• _INFORMATION GIVEN_:
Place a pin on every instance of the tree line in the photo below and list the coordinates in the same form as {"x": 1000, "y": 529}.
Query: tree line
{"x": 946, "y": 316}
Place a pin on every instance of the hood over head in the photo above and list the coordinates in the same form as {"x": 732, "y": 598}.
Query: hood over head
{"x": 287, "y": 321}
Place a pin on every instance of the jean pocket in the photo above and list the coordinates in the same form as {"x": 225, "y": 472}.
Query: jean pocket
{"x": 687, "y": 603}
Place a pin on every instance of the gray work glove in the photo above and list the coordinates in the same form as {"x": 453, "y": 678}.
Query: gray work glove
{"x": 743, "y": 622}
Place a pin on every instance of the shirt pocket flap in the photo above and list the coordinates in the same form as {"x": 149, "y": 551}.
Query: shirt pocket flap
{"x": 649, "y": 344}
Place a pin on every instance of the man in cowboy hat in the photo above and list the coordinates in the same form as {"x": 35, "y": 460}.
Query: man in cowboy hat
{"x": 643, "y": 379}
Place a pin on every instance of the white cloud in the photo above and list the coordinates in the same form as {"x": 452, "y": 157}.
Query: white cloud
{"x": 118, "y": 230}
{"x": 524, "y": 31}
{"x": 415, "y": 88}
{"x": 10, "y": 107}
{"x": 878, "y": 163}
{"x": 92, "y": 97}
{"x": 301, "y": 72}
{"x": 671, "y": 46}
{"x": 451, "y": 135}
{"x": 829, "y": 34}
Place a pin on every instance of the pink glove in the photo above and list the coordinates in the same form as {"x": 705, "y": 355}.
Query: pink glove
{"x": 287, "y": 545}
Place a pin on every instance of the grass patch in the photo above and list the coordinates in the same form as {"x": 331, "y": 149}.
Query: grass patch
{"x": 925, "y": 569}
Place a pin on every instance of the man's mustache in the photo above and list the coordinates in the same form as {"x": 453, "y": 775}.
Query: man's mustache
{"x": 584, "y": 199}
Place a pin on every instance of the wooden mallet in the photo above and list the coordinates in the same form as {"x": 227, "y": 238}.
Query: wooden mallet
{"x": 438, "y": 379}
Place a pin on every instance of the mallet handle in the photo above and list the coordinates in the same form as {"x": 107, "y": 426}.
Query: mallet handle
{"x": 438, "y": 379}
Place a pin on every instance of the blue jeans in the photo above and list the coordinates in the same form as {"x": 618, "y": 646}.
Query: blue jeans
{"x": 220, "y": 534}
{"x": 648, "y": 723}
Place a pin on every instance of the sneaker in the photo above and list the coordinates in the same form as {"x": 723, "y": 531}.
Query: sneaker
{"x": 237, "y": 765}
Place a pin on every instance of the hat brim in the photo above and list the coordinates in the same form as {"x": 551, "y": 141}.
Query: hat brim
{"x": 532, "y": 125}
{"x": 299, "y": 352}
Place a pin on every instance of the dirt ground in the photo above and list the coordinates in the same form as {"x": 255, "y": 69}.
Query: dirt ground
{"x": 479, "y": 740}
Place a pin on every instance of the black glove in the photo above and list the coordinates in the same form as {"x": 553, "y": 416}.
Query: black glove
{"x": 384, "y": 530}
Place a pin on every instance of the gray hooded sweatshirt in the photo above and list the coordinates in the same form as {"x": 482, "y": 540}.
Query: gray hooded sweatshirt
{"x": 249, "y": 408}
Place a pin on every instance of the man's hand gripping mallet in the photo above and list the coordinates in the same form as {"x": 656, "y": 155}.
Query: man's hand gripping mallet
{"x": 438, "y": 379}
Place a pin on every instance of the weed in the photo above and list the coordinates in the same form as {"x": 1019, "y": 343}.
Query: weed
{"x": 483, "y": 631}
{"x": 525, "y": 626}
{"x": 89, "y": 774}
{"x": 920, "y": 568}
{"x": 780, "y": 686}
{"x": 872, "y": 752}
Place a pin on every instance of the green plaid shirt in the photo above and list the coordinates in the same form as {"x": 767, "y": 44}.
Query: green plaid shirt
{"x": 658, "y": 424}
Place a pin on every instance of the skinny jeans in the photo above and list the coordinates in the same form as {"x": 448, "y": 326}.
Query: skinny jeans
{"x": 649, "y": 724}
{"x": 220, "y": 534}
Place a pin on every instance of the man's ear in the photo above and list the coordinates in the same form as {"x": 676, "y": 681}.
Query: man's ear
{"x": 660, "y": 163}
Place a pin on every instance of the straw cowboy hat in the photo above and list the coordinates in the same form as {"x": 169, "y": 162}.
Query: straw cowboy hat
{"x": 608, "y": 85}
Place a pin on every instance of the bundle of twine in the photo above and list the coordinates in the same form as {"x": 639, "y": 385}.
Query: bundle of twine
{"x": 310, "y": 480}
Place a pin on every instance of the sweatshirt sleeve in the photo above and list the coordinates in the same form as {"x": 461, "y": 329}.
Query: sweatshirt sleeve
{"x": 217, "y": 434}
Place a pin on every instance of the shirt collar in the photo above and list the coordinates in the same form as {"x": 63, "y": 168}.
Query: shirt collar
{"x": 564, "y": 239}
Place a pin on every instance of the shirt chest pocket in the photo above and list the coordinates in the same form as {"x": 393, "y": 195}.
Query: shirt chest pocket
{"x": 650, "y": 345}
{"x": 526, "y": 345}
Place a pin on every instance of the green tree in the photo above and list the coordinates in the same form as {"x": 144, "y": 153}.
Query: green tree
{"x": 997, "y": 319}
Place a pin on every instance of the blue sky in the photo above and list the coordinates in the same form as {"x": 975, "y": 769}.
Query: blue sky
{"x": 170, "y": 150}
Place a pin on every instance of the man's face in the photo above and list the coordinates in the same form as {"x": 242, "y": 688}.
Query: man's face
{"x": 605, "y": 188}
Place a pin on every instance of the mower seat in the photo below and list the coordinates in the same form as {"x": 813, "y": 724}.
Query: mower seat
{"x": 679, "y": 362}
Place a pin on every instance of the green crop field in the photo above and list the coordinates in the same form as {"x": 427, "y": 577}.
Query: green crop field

• _SET PROBLEM_:
Rewrite the items from the line containing "Place a pin on every instance of the shirt chest" through the end of the items, replacing "in the same form as" with "in the same format as" and leaving everything else unchanged. Output only those lines.

• _THE REPLY_:
Place a pin on every instance of the shirt chest pocket in the photo above and list the coordinates in the same format as {"x": 393, "y": 195}.
Query: shirt chest pocket
{"x": 650, "y": 345}
{"x": 526, "y": 345}
Place a pin on every instance of the green tree in the photo above and list the coordinates in the same format as {"x": 144, "y": 153}.
Query: green tree
{"x": 997, "y": 319}
Place a pin on every instance of the blue sky in the photo above and list the coordinates in the same format as {"x": 975, "y": 769}.
Query: blue sky
{"x": 170, "y": 150}
Place a pin on every instance of the man's face in the photo above and list the coordinates in the same format as {"x": 242, "y": 688}.
Query: man's face
{"x": 605, "y": 188}
Place a pin on every instance of the mower seat in the photo below and list the coordinates in the same format as {"x": 813, "y": 724}.
Query: mower seat
{"x": 679, "y": 362}
Place a pin on every instance of the green crop field in the photo above and list the coordinates in the same format as {"x": 427, "y": 577}.
Query: green crop field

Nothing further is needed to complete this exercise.